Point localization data
######

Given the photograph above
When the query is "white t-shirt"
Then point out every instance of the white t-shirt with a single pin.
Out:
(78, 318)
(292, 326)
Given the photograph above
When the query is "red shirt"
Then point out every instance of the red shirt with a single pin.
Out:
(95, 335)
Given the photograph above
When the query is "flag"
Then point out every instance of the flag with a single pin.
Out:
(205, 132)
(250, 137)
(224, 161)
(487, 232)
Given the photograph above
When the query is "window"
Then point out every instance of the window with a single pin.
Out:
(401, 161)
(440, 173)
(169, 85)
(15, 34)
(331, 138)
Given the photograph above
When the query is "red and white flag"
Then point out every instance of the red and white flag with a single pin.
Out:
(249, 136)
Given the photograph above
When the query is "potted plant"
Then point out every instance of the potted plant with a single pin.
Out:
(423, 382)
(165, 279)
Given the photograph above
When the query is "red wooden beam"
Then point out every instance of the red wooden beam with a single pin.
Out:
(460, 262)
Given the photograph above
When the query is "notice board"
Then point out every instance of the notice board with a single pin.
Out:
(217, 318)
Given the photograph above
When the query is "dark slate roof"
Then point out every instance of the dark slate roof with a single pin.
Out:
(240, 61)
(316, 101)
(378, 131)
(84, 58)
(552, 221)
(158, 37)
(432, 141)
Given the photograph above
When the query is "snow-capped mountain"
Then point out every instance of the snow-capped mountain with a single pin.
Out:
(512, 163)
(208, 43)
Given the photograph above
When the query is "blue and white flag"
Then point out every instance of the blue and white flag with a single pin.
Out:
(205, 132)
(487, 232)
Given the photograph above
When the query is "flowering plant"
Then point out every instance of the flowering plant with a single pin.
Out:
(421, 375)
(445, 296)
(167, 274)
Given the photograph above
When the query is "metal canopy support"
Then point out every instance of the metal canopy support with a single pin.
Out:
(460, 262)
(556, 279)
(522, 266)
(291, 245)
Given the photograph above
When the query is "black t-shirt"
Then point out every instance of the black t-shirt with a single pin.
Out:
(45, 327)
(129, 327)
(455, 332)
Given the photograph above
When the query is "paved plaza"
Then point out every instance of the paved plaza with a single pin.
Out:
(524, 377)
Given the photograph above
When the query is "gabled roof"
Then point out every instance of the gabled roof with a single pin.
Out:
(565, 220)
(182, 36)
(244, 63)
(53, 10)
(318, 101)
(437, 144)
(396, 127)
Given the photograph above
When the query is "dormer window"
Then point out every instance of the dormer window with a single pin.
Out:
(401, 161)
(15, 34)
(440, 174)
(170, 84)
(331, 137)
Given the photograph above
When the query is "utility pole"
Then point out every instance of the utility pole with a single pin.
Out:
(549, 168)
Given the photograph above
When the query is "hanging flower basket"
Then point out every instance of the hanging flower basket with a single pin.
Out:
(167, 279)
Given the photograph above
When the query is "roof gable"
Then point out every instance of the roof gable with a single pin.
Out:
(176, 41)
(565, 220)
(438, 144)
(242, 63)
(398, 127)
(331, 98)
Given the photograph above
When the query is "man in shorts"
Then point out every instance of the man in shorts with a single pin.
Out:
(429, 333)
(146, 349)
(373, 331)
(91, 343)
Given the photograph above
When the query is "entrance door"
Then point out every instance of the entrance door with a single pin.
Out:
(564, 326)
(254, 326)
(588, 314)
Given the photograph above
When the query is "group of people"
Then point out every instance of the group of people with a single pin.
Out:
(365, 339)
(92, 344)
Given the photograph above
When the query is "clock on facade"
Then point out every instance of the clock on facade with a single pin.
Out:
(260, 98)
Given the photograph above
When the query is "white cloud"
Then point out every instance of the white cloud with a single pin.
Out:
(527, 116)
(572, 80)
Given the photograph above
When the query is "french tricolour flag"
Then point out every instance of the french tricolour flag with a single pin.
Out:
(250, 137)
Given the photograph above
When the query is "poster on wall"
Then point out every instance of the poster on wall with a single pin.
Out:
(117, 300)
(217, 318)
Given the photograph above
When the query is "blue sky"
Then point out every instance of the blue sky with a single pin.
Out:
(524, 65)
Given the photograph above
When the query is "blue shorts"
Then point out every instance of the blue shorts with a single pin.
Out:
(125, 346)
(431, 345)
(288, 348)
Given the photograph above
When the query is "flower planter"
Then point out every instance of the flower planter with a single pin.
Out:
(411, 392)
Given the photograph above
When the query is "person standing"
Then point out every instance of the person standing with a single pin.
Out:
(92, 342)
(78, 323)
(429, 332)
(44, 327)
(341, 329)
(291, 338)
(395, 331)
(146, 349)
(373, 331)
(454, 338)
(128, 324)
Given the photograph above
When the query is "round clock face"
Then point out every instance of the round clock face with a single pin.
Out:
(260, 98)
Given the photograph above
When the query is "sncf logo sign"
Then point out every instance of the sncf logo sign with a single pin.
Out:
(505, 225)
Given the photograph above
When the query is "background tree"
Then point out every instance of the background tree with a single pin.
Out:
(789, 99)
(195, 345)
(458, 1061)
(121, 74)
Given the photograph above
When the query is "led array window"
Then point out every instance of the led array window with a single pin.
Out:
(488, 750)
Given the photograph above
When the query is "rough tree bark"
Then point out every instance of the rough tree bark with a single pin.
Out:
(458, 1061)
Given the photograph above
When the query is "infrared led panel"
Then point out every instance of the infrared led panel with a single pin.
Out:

######

Your goal.
All of the entries above need to be set down again exactly.

Answer section.
Given the photograph above
When the query is "white t-shirt"
Then point out every instance of the white t-shirt with a single pin.
Out:
(78, 318)
(292, 326)
Given the photograph above
When the query is "red shirt"
Then point out every instance of the red shirt with a single pin.
Out:
(95, 335)
Given the photograph above
When the query is "flag"
Then point out every instance of the flag with a single pin.
Out:
(205, 132)
(250, 137)
(224, 161)
(487, 232)
Given the photograph above
When the query is "window"
Then point out every instance of the window with a single pin.
Out:
(401, 161)
(440, 173)
(169, 85)
(15, 34)
(331, 138)
Given the photograph above
When the query is "red and white flag"
Then point out every instance of the red and white flag with a single pin.
Out:
(249, 136)
Given the photograph above
When the query is "potted plant"
Then point out every instance of the potted plant with a single pin.
Out:
(423, 382)
(165, 279)
Given the photograph above
When the query is "red wooden beam"
Then point out every instance of the red wooden beam with a single pin.
Out:
(460, 262)
Given the photograph above
When the query is "notice board"
Then point out every instance of the notice board with a single pin.
Out:
(217, 318)
Given the photograph above
When the query is "dark slate roof"
Then point out every instance of the dark slate roof with a single pin.
Out:
(240, 61)
(316, 101)
(378, 131)
(84, 58)
(552, 221)
(158, 37)
(432, 141)
Given the photograph above
When the query is "snow-capped mountain"
Then point out every instance of the snow-capped mountain with a single pin.
Out:
(512, 163)
(208, 43)
Given the photograph above
When the query is "blue and white flag"
Then point out every instance of the blue and white flag with a single pin.
Out:
(205, 132)
(487, 232)
Given the photograph above
When the query is "flowering plant"
Then point out every instance of the flowering plant with a single pin.
Out:
(421, 375)
(445, 296)
(167, 274)
Given the photograph above
When the query is "metal canopy support"
Then point out every instance of the metal canopy support with a single pin.
Out:
(460, 262)
(556, 279)
(522, 266)
(291, 245)
Given the photograph above
When the query is "black t-shirt"
Then point out every instance of the black t-shirt with a single pin.
Out:
(45, 327)
(129, 327)
(455, 332)
Given the photograph above
When the query is "paved plaza"
Then point out every instance of the paved plaza with a single pin.
Out:
(524, 377)
Given the photograph above
When the query is "gabled roof"
Then point out every instance of the gabled roof with a single pin.
Out:
(565, 220)
(182, 36)
(244, 63)
(53, 10)
(318, 101)
(437, 144)
(396, 127)
Given the photograph above
When the query is "dormer window"
Then point out every instance of the dormer window with a single pin.
Out:
(401, 161)
(15, 34)
(440, 174)
(170, 84)
(331, 137)
Given the photograph above
When the query is "utility pole"
Then point out every instance of the utility pole with a single pin.
Out:
(549, 168)
Given the photograph above
When the query is "hanging flower basket"
Then point out every instance of the hanging flower basket with a single pin.
Out:
(167, 279)
Given the photograph above
When the query is "roof gable"
Then point out every instance of the roof gable with a single pin.
Out:
(176, 41)
(565, 220)
(438, 144)
(242, 63)
(398, 127)
(331, 98)
Given the photograph above
When the query is "man in shorts"
Then point out every instance of the man in shorts with a single pin.
Out:
(429, 333)
(146, 349)
(373, 331)
(91, 343)
Given the photograph above
When the query is "entrance door"
Then point out every instance of the entrance door with a single pin.
Out:
(564, 326)
(254, 326)
(588, 314)
Given the photograph above
When the query is "group of people"
Then point out every instance of the group of people with a single pin.
Out:
(365, 339)
(92, 344)
Given the photograph above
When the query is "clock on facade"
Then point out every instance of the clock on facade with a single pin.
Out:
(260, 98)
Given the photograph above
When the query is "white cloud"
Then point out every instance of the white cloud with a single pin.
Out:
(527, 116)
(572, 80)
Given the photograph above
When the query is "french tricolour flag"
Then point out every instance of the french tricolour flag with a single pin.
Out:
(250, 137)
Given the photograph above
When the query is "poster on wall"
Then point out every instance of the poster on wall with a single pin.
Out:
(117, 300)
(217, 318)
Given the photograph above
When the query is "blue sky"
Then point out every instance of the blue sky with a single pin.
Out:
(524, 65)
Given the photograph above
When the query is "blue shorts"
Then point out every instance of the blue shorts with a single pin.
Out:
(125, 346)
(431, 345)
(288, 348)
Given the photograph above
When the query is "flower planter"
Then point out every instance of the flower planter with a single pin.
Out:
(411, 392)
Given the photograph above
When the query is "person standing"
Then point out every instance of the person standing with a single pin.
Out:
(92, 342)
(78, 323)
(429, 332)
(44, 327)
(341, 329)
(291, 338)
(395, 331)
(146, 349)
(373, 331)
(454, 338)
(128, 324)
Given the photograph above
When the query is "round clock face"
Then point out every instance of the round clock face with a single pin.
Out:
(260, 98)
Given the photograph above
When the query is "sncf logo sign"
Then point out every instance of the sncf logo sign with a single pin.
Out:
(505, 225)
Given the photograph above
When the query is "background tree"
Then point out every instance of the background tree with a single pin.
Out:
(789, 99)
(195, 345)
(458, 1061)
(121, 74)
Given the photograph above
When the query is "led array window"
Then point out every instance of the led array window with a single pin.
Out:
(488, 750)
Given the photograph above
When the query is "rough tree bark"
Then point out every instance of the rough tree bark with a single pin.
Out:
(458, 1061)
Given the photograph above
When the query is "infrared led panel"
Then point out every instance of the infrared led panel with a single pin.
Out:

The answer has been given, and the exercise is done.